# Written exercise:
Give the stretch of the items below from the line that contains "154, row 102." through the line that contains "column 125, row 210" as a Markdown table with columns Row and Line. Number the lines in order and skip any blank ones.
[start]
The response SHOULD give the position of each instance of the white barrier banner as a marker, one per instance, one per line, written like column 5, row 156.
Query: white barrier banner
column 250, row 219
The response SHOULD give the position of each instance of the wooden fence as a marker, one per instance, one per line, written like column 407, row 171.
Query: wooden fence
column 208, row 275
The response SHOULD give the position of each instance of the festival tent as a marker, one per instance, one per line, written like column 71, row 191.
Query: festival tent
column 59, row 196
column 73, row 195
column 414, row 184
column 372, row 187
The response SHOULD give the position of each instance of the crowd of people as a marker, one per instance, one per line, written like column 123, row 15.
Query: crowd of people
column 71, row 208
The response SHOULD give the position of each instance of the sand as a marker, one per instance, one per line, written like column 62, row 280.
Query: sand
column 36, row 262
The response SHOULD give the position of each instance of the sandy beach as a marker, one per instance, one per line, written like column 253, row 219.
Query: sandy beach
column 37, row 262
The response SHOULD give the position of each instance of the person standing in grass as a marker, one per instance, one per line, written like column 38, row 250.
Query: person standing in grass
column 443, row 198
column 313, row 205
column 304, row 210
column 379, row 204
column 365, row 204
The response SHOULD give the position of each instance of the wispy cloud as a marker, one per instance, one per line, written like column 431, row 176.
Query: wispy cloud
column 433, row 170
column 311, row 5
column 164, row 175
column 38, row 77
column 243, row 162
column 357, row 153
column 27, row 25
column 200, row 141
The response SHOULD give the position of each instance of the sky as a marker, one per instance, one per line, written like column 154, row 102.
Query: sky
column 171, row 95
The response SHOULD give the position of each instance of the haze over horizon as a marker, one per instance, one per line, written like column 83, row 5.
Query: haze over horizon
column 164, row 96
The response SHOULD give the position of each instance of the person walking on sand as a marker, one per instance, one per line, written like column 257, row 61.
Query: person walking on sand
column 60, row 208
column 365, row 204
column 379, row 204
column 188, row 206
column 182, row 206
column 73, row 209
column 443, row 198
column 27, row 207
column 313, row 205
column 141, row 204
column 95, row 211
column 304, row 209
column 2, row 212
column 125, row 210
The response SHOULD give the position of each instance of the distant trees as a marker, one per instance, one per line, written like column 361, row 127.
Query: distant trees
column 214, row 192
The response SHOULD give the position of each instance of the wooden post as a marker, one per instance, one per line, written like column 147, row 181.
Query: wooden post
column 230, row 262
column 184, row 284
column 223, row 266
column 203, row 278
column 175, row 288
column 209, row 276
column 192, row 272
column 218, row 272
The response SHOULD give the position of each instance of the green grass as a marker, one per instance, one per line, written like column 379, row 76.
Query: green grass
[end]
# Response for this exercise:
| Row | Line |
|---|---|
| 1 | The response SHOULD give the position of each instance of the sky as a marker, one per instance, one per line, written like column 154, row 102. |
| 2 | Query: sky |
| 3 | column 171, row 95 |
| 4 | The response SHOULD give the position of each instance of the haze over horizon as a marker, one per instance, one per line, written like column 83, row 5. |
| 5 | Query: haze over horizon |
| 6 | column 164, row 96 |
| 7 | The response SHOULD give the position of each instance of the person walking on sand as a marker, one per instance, one per line, written like column 257, row 61. |
| 8 | Query: person walking on sand |
| 9 | column 60, row 208 |
| 10 | column 365, row 204 |
| 11 | column 379, row 204 |
| 12 | column 188, row 206 |
| 13 | column 182, row 206 |
| 14 | column 73, row 209 |
| 15 | column 443, row 198 |
| 16 | column 27, row 207 |
| 17 | column 313, row 205 |
| 18 | column 141, row 204 |
| 19 | column 95, row 211 |
| 20 | column 304, row 209 |
| 21 | column 2, row 212 |
| 22 | column 125, row 210 |